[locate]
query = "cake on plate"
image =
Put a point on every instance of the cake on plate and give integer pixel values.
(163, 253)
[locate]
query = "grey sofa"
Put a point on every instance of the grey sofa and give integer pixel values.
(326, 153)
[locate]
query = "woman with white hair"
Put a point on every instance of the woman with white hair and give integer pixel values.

________________________

> [What is required]: Write out the whole listing again. Match it word for word.

> [Reply to the task]:
[locate]
query = "cake on plate"
image =
Put a point on every instance of the cake on plate and give integer pixel values.
(163, 253)
[locate]
query = "grey sofa"
Put a point on every instance of the grey sofa and give integer pixel values.
(326, 153)
[locate]
query = "woman with white hair"
Put a point on every instance of the woman with white hair and give integer pixel values.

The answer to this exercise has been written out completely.